──────── Material for the task ────────

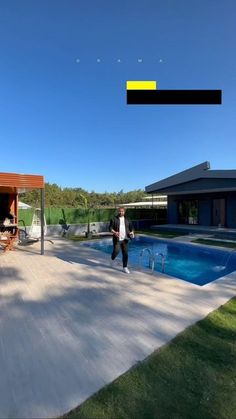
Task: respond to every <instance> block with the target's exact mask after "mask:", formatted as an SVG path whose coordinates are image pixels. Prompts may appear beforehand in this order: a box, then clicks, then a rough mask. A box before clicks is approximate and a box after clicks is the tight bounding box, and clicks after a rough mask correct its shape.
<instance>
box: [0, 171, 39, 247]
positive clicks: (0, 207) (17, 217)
mask: <svg viewBox="0 0 236 419" xmlns="http://www.w3.org/2000/svg"><path fill="white" fill-rule="evenodd" d="M31 189H40V192H41V194H40V196H41V199H40V200H41V255H43V254H44V177H43V176H40V175H25V174H18V173H0V208H1V205H3V203H2V202H1V201H2V200H1V197H4V199H5V200H6V198H7V201H8V202H7V205H8V209H9V210H10V212H11V214H13V216H14V224H15V225H16V229H15V236H16V237H17V235H18V195H19V193H23V192H27V190H31Z"/></svg>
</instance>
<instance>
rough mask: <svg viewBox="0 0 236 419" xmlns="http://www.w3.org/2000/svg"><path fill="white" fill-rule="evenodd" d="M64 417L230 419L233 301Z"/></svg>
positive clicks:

────────

#### [The problem]
Reproduce the whole listing verbatim and keep all pictures out of it.

#### [Response below]
Task: respond to every <instance> block with the target's exact mask after "mask:", formatted as an SVG path whose coordinates are image pixels. Prompts may appear beforehand in this order: a box, then clicks, then a rough mask. A box before clicks is approximate and a box after clicks is the tight bounding box, and clicks after a rough mask correct its shape.
<instance>
box: [0, 171, 39, 247]
positive clicks: (0, 207) (17, 217)
mask: <svg viewBox="0 0 236 419" xmlns="http://www.w3.org/2000/svg"><path fill="white" fill-rule="evenodd" d="M31 189H40V192H41V194H40V196H41V199H40V200H41V255H43V254H44V177H43V176H40V175H25V174H18V173H0V208H1V205H3V203H2V202H1V201H2V200H1V197H4V199H5V200H6V198H7V201H8V202H7V205H8V209H9V210H10V212H11V214H13V216H14V224H15V225H16V229H15V236H16V237H17V235H18V195H19V193H23V192H27V190H31Z"/></svg>
</instance>
<instance>
rough mask: <svg viewBox="0 0 236 419" xmlns="http://www.w3.org/2000/svg"><path fill="white" fill-rule="evenodd" d="M64 417L230 419L233 301Z"/></svg>
positive clicks:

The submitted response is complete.